Exercise task - Copy out everything from the line containing "Would you mind marking the tweed" down to the end of the items, requests included, and scale each point coordinate in the answers by 1.95, rounding to the nearest whole number with halves going up.

Records from a data collection -
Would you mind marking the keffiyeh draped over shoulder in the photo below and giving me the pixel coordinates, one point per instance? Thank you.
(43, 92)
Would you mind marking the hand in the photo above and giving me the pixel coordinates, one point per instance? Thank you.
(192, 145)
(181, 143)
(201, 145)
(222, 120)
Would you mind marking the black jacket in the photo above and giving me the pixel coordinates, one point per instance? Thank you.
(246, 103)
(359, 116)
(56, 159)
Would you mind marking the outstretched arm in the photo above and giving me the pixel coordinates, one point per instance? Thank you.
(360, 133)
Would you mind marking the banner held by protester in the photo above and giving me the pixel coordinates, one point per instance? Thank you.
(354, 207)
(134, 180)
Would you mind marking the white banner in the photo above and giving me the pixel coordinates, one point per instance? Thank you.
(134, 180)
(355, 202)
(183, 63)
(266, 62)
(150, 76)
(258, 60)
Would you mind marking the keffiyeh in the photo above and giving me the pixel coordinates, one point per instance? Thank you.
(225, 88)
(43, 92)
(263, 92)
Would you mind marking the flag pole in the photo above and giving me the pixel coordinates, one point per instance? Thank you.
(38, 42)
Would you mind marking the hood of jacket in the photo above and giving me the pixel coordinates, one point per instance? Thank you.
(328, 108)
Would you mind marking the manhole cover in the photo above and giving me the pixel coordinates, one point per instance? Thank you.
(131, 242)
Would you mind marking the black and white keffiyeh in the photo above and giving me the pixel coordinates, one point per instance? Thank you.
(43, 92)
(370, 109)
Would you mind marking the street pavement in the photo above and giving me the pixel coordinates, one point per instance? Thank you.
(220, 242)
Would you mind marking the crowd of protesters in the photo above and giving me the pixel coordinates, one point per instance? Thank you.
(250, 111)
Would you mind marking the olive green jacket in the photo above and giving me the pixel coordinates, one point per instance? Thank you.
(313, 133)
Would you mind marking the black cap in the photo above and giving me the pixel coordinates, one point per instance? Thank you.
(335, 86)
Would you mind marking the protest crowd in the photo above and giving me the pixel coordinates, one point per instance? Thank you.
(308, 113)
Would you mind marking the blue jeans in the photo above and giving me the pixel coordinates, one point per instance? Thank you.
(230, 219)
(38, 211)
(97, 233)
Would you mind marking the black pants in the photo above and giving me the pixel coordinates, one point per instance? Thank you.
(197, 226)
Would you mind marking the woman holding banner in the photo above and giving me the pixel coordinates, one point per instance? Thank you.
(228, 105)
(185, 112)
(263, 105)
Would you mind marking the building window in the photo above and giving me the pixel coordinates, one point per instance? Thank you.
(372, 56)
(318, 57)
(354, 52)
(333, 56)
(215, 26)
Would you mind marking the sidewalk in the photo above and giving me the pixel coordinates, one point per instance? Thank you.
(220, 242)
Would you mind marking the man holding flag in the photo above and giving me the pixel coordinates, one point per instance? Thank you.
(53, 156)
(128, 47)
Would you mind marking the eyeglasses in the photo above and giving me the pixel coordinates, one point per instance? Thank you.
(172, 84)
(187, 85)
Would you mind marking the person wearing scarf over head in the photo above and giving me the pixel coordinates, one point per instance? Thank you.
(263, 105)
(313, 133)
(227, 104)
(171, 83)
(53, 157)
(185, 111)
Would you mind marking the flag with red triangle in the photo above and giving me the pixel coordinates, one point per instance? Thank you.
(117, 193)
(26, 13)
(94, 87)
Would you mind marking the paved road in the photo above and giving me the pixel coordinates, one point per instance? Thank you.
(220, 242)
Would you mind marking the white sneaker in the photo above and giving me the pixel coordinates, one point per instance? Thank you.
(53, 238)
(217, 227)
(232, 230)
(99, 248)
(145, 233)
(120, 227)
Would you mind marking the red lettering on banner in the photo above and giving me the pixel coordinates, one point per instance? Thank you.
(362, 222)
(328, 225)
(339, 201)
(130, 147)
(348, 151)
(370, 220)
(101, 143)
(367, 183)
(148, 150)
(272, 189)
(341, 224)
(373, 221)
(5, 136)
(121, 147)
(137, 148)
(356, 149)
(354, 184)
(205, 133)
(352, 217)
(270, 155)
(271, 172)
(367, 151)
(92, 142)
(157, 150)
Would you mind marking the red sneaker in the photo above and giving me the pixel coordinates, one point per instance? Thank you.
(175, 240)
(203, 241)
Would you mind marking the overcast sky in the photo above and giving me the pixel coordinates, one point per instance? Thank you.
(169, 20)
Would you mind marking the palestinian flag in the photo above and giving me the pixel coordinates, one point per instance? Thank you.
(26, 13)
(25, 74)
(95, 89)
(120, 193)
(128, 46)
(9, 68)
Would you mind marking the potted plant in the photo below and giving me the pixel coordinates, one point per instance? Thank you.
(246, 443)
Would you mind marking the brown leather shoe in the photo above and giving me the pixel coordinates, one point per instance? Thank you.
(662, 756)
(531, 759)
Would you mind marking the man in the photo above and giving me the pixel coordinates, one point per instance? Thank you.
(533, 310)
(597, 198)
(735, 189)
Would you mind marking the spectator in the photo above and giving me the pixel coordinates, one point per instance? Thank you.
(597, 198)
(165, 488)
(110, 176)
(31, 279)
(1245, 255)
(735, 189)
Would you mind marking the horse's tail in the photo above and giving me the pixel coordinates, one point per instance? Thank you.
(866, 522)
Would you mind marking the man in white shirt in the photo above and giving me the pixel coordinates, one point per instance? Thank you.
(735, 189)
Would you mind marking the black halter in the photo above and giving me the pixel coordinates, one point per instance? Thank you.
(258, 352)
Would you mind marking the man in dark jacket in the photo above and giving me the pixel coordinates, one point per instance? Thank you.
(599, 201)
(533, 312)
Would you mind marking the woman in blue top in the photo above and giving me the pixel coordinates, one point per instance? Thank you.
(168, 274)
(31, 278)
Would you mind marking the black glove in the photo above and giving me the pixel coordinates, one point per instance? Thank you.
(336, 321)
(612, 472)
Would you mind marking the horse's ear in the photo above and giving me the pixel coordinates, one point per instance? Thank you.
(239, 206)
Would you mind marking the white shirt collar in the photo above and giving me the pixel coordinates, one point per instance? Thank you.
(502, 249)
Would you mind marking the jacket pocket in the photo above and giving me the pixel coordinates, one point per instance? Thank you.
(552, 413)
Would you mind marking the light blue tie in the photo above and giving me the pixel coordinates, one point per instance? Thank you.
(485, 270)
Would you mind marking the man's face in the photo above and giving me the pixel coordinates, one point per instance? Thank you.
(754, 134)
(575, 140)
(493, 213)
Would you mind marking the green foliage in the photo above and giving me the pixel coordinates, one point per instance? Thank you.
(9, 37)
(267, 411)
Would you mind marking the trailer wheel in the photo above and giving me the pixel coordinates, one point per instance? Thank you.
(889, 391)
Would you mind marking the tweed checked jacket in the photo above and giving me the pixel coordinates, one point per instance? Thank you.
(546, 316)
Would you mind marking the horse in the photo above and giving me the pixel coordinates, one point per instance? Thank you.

Reply -
Would you mind marking the tweed checked jacket in the photo above and giving me the pixel coordinates, one point per instance? Thank you.
(1065, 616)
Would you mind marking the horse in the photo above and giving me the pixel coordinates, one point per instance? Thank you.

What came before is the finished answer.